• Goal: Count how many of the lines below contain the string "driver". Reply with the number alone.

Point-labeling examples
* BEGIN *
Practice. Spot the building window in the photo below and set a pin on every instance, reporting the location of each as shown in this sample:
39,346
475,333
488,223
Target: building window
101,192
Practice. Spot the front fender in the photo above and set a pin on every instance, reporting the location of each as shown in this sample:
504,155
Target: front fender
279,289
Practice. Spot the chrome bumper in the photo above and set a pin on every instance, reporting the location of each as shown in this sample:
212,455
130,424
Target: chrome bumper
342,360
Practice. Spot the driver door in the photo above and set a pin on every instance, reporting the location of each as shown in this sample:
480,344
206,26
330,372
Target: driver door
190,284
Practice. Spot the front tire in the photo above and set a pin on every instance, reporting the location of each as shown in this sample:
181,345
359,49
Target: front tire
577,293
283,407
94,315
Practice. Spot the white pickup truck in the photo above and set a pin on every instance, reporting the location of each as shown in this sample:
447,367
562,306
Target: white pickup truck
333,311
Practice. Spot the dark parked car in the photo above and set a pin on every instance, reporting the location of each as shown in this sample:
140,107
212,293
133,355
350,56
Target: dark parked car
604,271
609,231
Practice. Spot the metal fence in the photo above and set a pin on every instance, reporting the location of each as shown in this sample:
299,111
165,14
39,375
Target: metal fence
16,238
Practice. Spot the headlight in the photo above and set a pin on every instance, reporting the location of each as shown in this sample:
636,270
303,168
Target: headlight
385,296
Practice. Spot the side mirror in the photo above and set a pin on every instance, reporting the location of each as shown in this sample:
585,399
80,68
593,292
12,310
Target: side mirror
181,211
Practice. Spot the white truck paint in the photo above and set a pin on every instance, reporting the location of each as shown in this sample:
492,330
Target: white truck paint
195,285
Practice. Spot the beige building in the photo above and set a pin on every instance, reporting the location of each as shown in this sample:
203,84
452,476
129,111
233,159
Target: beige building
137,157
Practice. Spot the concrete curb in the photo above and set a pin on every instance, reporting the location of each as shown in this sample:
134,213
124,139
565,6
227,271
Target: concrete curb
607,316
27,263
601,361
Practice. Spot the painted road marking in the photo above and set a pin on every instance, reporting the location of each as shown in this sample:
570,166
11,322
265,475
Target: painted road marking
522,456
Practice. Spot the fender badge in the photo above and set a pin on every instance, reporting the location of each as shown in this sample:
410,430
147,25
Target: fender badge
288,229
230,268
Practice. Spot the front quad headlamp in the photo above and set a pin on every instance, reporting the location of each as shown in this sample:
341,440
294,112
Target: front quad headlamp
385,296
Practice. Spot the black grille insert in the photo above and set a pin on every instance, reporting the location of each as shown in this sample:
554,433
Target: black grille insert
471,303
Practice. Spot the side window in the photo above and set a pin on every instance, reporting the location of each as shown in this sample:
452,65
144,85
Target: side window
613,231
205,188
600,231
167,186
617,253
* END *
* BEGIN *
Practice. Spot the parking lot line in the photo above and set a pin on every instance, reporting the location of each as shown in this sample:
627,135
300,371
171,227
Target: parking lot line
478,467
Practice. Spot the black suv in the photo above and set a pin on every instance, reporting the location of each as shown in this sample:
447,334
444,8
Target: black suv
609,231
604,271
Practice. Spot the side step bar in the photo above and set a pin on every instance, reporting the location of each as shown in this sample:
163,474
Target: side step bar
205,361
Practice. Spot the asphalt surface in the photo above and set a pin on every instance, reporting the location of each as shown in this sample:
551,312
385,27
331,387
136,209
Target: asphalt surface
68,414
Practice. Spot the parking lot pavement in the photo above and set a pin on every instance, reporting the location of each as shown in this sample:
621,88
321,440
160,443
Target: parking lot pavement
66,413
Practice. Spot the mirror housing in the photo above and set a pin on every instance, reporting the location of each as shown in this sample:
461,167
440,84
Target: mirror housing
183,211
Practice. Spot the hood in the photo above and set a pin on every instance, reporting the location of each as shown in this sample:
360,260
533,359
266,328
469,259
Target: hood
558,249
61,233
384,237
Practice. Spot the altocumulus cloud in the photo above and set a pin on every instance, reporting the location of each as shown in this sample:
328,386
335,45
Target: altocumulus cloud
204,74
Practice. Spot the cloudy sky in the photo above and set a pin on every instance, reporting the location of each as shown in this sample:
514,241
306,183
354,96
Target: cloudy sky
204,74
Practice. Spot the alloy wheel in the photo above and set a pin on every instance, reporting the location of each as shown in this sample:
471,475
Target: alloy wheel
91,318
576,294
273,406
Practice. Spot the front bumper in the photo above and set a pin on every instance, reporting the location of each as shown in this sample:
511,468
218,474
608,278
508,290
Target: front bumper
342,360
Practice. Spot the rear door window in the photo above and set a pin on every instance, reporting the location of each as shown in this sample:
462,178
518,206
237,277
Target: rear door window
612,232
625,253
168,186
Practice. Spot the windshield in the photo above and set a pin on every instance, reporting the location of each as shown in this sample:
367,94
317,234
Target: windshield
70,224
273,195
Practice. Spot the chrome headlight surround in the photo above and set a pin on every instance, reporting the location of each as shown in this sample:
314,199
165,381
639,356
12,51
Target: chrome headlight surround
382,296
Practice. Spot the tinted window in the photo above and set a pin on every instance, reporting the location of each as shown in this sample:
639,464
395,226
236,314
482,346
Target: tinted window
* END *
• Solution: 2